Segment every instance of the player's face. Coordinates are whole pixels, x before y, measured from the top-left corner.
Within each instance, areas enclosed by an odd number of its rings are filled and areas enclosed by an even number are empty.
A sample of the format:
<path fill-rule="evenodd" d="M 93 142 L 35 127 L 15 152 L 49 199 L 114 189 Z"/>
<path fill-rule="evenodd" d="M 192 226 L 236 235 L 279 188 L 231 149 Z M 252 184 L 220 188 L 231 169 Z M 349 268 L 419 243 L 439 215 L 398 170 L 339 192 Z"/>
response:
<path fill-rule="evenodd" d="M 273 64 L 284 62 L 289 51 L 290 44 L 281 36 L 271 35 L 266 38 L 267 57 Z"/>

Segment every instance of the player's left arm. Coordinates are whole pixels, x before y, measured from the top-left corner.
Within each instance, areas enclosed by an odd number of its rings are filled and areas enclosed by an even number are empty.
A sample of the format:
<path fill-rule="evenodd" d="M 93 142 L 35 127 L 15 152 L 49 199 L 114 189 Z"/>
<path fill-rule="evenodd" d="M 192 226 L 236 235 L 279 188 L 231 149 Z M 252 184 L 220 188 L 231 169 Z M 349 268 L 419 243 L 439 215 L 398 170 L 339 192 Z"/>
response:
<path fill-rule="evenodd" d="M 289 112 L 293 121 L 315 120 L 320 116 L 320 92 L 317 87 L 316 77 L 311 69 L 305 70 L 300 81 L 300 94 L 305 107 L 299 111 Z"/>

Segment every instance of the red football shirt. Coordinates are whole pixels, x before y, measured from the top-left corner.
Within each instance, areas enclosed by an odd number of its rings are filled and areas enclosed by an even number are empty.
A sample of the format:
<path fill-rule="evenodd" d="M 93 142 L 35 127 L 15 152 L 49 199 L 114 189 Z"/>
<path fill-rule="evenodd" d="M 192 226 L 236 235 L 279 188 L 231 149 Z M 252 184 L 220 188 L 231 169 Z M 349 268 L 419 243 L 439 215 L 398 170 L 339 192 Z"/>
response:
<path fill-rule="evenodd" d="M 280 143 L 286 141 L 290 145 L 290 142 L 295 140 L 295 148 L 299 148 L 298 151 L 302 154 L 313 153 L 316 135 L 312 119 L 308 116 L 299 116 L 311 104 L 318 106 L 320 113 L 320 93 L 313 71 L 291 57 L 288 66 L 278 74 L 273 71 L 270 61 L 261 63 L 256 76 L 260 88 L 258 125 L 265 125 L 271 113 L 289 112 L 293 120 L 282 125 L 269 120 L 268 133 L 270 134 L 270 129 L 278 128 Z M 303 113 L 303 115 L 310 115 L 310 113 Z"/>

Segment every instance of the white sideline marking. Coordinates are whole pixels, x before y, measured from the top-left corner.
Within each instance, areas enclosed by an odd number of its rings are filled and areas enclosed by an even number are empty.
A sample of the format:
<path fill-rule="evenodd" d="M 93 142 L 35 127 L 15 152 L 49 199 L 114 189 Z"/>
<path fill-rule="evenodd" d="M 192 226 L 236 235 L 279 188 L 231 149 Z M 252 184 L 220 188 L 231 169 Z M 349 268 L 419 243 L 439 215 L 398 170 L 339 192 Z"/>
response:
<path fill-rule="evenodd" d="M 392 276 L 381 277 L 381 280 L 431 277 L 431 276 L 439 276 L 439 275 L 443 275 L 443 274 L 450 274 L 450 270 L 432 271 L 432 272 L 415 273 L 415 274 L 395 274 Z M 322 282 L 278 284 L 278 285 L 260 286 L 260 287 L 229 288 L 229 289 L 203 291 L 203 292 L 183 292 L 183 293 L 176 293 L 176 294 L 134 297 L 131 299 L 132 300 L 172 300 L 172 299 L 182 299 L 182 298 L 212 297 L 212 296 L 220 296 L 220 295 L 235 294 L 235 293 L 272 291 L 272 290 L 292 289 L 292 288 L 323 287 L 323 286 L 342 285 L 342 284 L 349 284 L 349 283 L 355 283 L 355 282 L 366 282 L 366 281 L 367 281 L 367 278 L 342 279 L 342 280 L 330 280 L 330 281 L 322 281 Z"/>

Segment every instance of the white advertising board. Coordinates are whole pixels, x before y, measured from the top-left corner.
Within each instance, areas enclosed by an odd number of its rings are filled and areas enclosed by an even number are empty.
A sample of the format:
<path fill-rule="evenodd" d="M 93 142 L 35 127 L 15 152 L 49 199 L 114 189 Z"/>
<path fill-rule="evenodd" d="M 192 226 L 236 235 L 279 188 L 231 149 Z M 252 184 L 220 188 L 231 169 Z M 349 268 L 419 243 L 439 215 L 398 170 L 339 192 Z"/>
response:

*Task instructions:*
Please copy each record shown above exactly.

*Task output:*
Segment every instance of the player's face. Coordinates are whole pixels, x before y, measured from the top-left corner.
Within each instance, areas enclosed by an odd number of its rings are filled and areas enclosed by an even number are empty.
A sample of the format:
<path fill-rule="evenodd" d="M 93 142 L 35 127 L 15 152 L 49 199 L 114 189 Z"/>
<path fill-rule="evenodd" d="M 192 226 L 236 235 L 279 188 L 231 149 Z M 252 184 L 220 188 L 231 169 Z M 349 268 L 419 243 L 439 215 L 398 170 L 339 192 Z"/>
response:
<path fill-rule="evenodd" d="M 273 64 L 284 62 L 289 51 L 290 44 L 281 36 L 271 35 L 266 38 L 267 57 Z"/>

Segment every instance of the player's left arm. Coordinates are whole pixels, x before y, measured from the top-left corner.
Within each instance, areas enclosed by an odd number of its rings are filled and areas enclosed by an even number are empty.
A sample of the format:
<path fill-rule="evenodd" d="M 93 142 L 35 127 L 15 152 L 49 199 L 114 189 Z"/>
<path fill-rule="evenodd" d="M 192 226 L 236 235 L 279 188 L 231 149 Z M 252 184 L 220 188 L 231 169 Z M 349 268 L 419 243 L 439 215 L 398 170 L 339 192 Z"/>
response:
<path fill-rule="evenodd" d="M 289 112 L 293 121 L 315 120 L 320 116 L 320 92 L 317 87 L 316 77 L 311 69 L 305 70 L 300 81 L 300 94 L 305 107 L 299 111 Z"/>

Segment every instance of the red football shirt. Coordinates are whole pixels, x before y, measured from the top-left corner.
Within each instance, areas enclosed by an odd number of its rings are filled and areas enclosed by an even number are empty.
A sample of the format:
<path fill-rule="evenodd" d="M 93 142 L 35 127 L 15 152 L 49 199 L 114 189 Z"/>
<path fill-rule="evenodd" d="M 192 226 L 236 235 L 279 188 L 231 149 Z M 252 184 L 220 188 L 231 169 Z M 349 268 L 419 243 L 439 215 L 398 170 L 339 192 Z"/>
response:
<path fill-rule="evenodd" d="M 280 143 L 286 141 L 290 145 L 290 142 L 295 140 L 295 148 L 299 148 L 298 151 L 302 154 L 313 153 L 316 135 L 312 119 L 308 116 L 299 116 L 311 104 L 318 106 L 320 113 L 320 93 L 313 71 L 291 57 L 288 66 L 278 74 L 273 71 L 270 61 L 261 63 L 256 76 L 260 88 L 258 125 L 265 125 L 271 113 L 289 112 L 293 120 L 282 125 L 269 120 L 268 133 L 270 134 L 270 129 L 278 128 Z M 303 113 L 303 115 L 310 115 L 310 113 Z"/>

Segment every instance of the white sideline marking. Coordinates are whole pixels, x before y, measured from the top-left corner.
Within each instance, areas enclosed by an odd number of its rings are filled and areas enclosed by an even number are empty.
A sample of the format:
<path fill-rule="evenodd" d="M 93 142 L 35 127 L 15 152 L 49 199 L 114 189 Z"/>
<path fill-rule="evenodd" d="M 192 226 L 236 235 L 279 188 L 231 149 Z M 252 184 L 220 188 L 231 169 Z M 349 268 L 419 243 L 439 215 L 398 170 L 339 192 Z"/>
response:
<path fill-rule="evenodd" d="M 392 276 L 381 277 L 381 280 L 431 277 L 431 276 L 439 276 L 439 275 L 443 275 L 443 274 L 450 274 L 450 270 L 432 271 L 432 272 L 415 273 L 415 274 L 395 274 Z M 322 282 L 278 284 L 278 285 L 260 286 L 260 287 L 229 288 L 229 289 L 203 291 L 203 292 L 183 292 L 183 293 L 176 293 L 176 294 L 134 297 L 131 299 L 132 300 L 172 300 L 172 299 L 182 299 L 182 298 L 212 297 L 212 296 L 220 296 L 220 295 L 235 294 L 235 293 L 272 291 L 272 290 L 292 289 L 292 288 L 323 287 L 323 286 L 342 285 L 342 284 L 349 284 L 349 283 L 355 283 L 355 282 L 366 282 L 366 281 L 367 281 L 367 278 L 342 279 L 342 280 L 330 280 L 330 281 L 322 281 Z"/>

Segment every instance of the white advertising board. Coordinates are whole pixels, x before y, measured from the top-left corner.
Within each instance, areas enclosed by an odd number of its rings are filled and areas enclosed by an even number are empty.
A sample of the format:
<path fill-rule="evenodd" d="M 93 142 L 35 127 L 15 152 L 49 199 L 114 189 Z"/>
<path fill-rule="evenodd" d="M 192 226 L 236 235 L 279 188 L 231 149 Z M 252 184 L 220 188 L 231 169 Z M 349 268 L 419 243 L 439 215 L 398 170 L 339 192 Z"/>
response:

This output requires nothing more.